◆ Directions for this task: Copy the data word for word. Begin at the line containing "Isolate any visible person's forearm." and stop after the line containing "188 0 329 62".

(A run of records)
====

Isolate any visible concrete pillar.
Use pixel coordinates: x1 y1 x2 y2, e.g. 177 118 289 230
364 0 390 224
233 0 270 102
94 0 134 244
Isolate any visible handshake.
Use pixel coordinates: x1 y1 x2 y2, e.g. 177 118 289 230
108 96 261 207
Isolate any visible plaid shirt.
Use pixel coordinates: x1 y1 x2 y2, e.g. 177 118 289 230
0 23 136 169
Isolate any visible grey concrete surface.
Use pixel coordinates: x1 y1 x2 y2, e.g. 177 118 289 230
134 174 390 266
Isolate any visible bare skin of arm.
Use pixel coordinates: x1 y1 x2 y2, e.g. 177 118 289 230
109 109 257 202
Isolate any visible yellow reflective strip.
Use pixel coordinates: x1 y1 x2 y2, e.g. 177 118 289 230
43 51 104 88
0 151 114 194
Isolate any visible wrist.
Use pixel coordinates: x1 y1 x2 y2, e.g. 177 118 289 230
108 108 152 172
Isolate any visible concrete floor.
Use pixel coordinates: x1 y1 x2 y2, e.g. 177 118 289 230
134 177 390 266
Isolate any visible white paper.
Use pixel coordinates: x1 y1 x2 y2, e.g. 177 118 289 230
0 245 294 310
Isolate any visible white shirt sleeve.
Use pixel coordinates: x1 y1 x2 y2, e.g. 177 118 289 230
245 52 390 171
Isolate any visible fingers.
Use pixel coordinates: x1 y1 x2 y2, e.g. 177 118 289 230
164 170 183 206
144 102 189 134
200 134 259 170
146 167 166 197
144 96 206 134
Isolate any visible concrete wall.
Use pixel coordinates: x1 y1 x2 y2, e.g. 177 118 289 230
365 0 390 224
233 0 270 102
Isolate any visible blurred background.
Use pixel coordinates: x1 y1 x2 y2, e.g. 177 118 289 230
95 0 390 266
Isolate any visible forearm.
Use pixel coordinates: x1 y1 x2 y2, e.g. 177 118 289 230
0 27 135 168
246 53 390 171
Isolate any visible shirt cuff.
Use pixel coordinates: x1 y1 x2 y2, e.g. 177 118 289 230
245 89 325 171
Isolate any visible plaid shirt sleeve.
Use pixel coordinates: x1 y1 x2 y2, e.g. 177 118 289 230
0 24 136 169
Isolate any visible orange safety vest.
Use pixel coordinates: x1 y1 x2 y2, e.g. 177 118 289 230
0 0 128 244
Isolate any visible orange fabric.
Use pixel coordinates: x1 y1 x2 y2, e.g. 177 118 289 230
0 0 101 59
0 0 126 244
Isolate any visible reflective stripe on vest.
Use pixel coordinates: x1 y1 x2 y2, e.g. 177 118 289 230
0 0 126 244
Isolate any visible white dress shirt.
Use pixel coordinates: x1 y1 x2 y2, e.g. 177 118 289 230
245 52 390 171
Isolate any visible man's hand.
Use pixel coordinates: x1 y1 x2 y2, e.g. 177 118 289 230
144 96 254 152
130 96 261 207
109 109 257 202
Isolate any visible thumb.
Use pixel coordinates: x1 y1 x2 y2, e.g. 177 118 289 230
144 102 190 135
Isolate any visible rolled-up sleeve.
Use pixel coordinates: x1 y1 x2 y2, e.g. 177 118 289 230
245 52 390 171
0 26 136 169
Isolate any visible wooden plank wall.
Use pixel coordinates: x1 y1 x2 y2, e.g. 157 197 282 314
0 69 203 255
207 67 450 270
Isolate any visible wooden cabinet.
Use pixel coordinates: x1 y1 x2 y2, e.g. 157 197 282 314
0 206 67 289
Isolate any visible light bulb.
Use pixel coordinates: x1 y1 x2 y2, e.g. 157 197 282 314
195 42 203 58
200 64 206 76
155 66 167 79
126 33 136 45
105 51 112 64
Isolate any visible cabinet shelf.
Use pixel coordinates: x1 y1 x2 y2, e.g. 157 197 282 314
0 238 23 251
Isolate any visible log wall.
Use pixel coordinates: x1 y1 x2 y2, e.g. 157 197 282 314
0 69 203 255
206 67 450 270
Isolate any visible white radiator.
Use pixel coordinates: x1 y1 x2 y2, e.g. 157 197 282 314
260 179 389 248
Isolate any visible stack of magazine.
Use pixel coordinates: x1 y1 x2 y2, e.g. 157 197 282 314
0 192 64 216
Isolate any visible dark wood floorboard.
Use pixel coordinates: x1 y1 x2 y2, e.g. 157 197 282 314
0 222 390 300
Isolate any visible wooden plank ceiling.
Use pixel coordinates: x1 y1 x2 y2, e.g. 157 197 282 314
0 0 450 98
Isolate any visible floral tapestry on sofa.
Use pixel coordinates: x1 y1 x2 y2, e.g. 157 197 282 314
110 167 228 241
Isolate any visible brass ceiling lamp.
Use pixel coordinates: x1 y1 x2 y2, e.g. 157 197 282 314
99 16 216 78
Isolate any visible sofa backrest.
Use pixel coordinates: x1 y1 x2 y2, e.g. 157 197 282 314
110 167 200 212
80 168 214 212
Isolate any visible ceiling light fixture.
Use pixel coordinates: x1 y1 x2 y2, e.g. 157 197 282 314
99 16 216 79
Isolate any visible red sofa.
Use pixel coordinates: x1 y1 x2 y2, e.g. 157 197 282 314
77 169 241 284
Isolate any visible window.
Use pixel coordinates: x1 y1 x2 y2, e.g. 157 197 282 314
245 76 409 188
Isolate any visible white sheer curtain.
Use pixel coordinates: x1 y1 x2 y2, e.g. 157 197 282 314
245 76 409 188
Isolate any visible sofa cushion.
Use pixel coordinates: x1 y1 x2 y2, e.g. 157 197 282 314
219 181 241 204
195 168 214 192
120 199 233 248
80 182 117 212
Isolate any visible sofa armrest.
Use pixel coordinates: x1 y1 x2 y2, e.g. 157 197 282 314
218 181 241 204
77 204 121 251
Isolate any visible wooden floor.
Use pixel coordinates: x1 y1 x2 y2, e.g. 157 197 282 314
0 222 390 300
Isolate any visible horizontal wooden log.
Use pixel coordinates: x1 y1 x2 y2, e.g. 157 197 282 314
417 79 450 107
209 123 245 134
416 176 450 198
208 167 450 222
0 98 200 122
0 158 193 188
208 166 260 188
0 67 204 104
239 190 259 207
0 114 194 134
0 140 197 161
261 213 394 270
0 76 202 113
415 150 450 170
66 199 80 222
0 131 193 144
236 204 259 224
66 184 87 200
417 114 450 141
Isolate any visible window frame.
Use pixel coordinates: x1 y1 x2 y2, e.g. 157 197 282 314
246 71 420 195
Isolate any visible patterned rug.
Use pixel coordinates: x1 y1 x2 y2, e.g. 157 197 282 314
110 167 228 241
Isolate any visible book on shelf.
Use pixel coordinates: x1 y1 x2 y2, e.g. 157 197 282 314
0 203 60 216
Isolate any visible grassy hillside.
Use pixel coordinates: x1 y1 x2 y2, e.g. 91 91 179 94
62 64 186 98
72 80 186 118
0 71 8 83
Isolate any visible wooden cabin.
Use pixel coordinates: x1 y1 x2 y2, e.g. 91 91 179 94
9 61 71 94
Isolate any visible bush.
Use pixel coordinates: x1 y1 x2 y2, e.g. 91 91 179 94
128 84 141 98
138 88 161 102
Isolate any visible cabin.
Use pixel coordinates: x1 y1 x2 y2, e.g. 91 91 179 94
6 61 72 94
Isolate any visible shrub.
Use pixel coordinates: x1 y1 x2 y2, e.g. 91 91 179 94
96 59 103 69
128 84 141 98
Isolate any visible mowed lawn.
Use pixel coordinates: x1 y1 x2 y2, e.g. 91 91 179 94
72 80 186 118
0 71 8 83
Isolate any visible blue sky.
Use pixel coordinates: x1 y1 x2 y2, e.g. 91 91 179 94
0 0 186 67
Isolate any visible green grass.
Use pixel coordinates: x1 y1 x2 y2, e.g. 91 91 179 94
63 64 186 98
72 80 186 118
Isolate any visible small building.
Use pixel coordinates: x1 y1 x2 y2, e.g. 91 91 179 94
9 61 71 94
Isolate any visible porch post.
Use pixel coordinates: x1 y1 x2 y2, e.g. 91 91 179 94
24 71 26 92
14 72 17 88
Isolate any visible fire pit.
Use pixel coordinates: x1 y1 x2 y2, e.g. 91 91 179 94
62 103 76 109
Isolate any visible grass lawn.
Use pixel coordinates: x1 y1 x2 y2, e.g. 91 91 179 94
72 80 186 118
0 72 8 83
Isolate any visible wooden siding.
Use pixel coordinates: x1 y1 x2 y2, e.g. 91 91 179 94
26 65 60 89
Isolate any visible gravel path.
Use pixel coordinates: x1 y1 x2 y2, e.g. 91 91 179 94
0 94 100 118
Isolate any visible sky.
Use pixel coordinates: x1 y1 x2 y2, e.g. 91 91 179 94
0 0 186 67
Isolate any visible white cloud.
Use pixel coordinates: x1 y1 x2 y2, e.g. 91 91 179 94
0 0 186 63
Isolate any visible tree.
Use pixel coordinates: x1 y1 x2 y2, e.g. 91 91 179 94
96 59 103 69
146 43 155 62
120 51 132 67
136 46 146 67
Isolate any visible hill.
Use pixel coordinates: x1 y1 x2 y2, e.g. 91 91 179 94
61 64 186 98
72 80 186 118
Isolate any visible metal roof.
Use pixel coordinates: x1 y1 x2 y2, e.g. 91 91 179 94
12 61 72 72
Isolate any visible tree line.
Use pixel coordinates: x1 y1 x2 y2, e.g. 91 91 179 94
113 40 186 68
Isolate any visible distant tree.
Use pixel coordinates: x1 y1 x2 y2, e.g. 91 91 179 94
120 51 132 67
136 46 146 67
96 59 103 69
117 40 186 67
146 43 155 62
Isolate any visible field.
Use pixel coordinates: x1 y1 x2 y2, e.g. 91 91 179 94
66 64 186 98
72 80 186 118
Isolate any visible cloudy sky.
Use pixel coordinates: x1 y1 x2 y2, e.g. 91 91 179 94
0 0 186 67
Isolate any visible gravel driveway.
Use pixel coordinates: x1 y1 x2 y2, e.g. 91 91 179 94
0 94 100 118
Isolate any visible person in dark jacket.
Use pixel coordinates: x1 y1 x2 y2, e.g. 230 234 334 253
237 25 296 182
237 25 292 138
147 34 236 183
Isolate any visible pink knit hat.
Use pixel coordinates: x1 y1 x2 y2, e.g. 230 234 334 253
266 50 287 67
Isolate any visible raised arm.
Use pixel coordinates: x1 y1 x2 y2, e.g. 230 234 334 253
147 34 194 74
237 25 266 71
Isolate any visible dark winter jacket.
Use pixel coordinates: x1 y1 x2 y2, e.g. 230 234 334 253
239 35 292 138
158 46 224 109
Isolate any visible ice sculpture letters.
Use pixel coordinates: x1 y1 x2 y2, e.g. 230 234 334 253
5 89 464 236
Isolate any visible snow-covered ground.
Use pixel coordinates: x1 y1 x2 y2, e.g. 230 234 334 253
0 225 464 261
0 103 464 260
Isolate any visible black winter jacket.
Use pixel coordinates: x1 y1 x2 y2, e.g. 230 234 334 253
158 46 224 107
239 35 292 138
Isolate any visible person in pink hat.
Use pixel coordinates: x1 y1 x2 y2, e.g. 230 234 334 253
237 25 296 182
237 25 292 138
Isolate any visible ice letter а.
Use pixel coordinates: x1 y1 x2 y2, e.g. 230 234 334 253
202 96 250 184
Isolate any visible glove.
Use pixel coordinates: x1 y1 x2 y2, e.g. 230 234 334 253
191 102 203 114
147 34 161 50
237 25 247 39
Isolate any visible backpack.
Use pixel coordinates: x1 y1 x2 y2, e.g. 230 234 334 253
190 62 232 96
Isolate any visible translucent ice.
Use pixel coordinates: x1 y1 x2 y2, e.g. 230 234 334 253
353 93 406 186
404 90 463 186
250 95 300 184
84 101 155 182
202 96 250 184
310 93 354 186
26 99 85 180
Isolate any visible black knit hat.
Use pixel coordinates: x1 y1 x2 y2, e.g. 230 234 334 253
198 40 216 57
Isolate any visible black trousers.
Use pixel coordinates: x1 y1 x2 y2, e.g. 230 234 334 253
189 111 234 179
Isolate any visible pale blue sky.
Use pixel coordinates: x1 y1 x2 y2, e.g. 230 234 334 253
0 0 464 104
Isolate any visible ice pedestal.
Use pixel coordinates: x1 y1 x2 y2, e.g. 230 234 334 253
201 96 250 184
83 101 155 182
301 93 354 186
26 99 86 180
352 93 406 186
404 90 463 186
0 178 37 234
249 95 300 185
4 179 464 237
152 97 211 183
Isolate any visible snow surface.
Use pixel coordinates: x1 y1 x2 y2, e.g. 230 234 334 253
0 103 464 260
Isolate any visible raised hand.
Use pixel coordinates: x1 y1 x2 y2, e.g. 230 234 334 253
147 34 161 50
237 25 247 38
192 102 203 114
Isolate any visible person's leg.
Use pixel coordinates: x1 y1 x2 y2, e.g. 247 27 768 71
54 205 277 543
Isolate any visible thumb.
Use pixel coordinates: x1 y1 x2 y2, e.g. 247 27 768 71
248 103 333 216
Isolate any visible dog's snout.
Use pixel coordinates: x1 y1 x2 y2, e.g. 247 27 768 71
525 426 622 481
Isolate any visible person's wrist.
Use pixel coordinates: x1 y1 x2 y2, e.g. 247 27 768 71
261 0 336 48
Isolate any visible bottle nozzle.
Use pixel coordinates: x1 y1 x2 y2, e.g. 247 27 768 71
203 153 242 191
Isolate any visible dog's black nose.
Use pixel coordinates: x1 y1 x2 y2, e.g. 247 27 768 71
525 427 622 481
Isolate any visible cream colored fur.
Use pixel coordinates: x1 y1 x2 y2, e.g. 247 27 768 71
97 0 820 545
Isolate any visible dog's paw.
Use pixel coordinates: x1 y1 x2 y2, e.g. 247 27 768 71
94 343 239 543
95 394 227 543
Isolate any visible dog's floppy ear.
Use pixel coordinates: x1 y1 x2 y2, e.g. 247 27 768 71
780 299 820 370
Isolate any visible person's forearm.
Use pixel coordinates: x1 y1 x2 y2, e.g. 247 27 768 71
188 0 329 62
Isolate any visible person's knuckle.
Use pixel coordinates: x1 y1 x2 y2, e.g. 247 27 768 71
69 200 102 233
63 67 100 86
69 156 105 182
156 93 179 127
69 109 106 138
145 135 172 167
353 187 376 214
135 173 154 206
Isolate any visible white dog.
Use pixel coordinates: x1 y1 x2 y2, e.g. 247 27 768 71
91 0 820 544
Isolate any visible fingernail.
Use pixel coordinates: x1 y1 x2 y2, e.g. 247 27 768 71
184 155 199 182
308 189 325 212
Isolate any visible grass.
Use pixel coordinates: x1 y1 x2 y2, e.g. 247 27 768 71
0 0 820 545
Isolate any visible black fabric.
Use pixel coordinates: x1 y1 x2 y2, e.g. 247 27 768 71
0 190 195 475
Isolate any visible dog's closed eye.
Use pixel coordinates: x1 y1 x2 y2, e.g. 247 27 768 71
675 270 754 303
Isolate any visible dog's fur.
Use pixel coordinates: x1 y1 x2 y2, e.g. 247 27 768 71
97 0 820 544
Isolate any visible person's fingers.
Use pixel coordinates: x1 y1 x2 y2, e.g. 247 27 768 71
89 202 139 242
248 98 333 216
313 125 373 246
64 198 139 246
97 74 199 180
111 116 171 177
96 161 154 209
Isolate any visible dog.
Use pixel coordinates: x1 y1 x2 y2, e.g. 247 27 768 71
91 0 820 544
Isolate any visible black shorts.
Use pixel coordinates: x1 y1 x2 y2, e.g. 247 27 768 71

====

◆ Task output:
Isolate any visible person's forearm.
Use pixel coordinates: x1 y1 x2 y2, e.g. 247 27 768 71
188 0 329 62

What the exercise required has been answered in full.